Restate the following records word for word without images.

◆ Data shown ◆
════

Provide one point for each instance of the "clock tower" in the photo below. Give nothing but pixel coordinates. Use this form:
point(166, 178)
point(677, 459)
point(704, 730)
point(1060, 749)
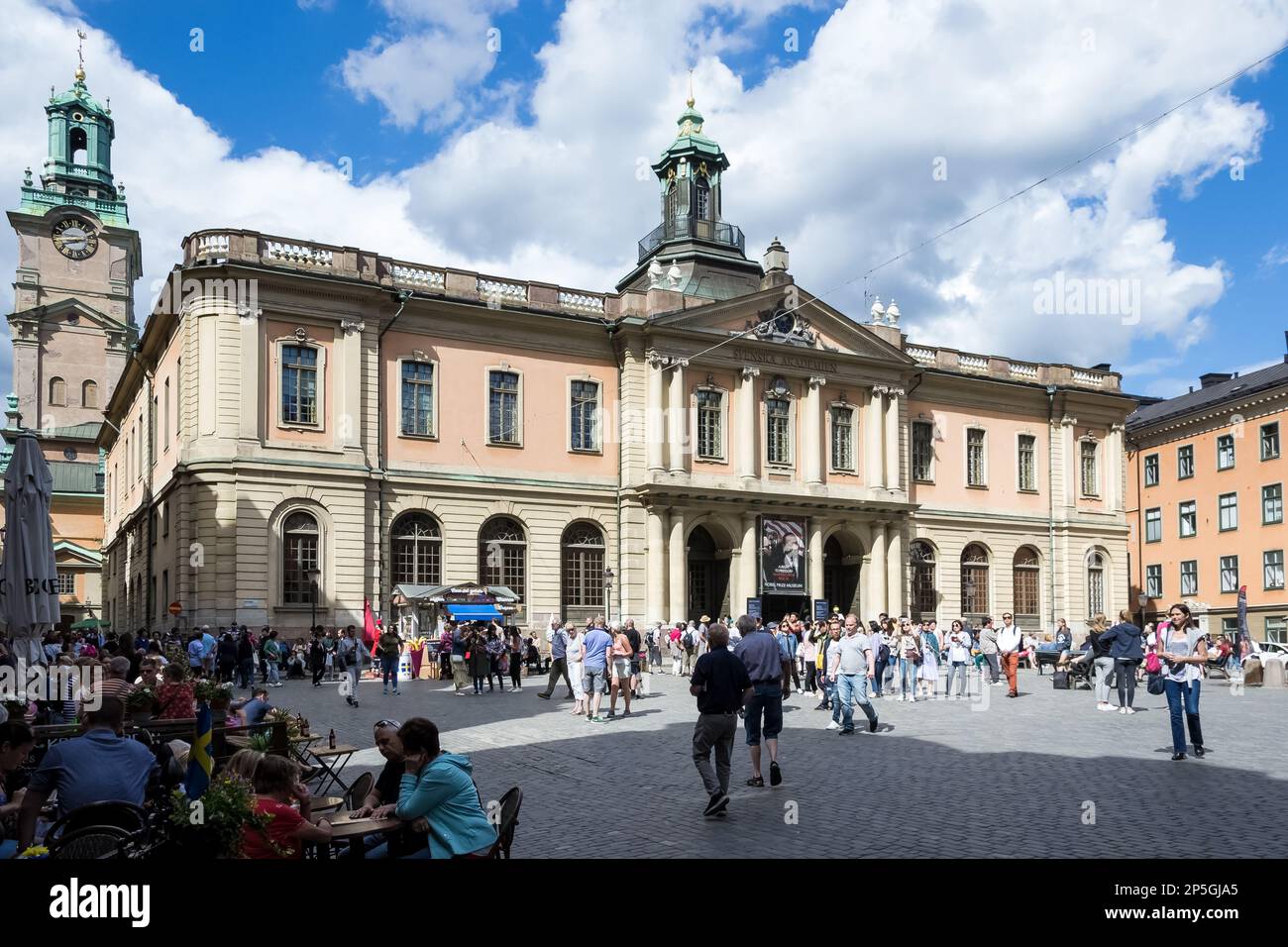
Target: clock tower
point(72, 321)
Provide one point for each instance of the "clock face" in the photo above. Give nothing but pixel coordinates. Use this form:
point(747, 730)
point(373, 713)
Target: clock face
point(75, 239)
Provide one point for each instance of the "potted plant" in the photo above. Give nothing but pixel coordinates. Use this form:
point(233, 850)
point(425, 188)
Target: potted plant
point(142, 703)
point(211, 826)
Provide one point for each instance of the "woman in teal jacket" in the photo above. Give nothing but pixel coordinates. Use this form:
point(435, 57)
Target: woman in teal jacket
point(438, 795)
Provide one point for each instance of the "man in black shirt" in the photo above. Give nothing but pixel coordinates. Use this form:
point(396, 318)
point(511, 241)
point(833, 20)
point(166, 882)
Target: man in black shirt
point(721, 684)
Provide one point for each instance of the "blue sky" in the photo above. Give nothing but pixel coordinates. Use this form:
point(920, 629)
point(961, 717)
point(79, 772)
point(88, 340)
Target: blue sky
point(522, 161)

════

◆ Solved problem ◆
Provide one point for each instance of the "clock tower" in the photo below. Give nothing but pixel coordinates. Use this form:
point(166, 178)
point(677, 459)
point(704, 730)
point(1060, 749)
Target: clock tower
point(72, 321)
Provide one point for each instance of the "clock face" in the photo above. Give nothing but pixel coordinates. Use this form:
point(747, 730)
point(373, 713)
Target: clock face
point(75, 239)
Provide one point for each instance of the "potted plant" in the photo above. Give nothing but pixel coordinates. Use this form:
point(233, 850)
point(425, 188)
Target: potted plant
point(142, 703)
point(211, 826)
Provide one point for each instance of the "woman in teal jacket" in the photo above. Give nothing but pixel coordinates. Use this form:
point(435, 57)
Target: woman in teal jacket
point(438, 795)
Provide one point for each instance of the "man in black shirt" in the photo above. Give nothing but pixel coordinates. Use this form:
point(396, 318)
point(511, 241)
point(833, 20)
point(166, 882)
Target: man in black shirt
point(721, 684)
Provide one point for each instance of the "blue sky" in the photo above. Give nothing but pixel coordinates. Use this form:
point(920, 629)
point(961, 717)
point(79, 772)
point(88, 340)
Target: blue sky
point(522, 161)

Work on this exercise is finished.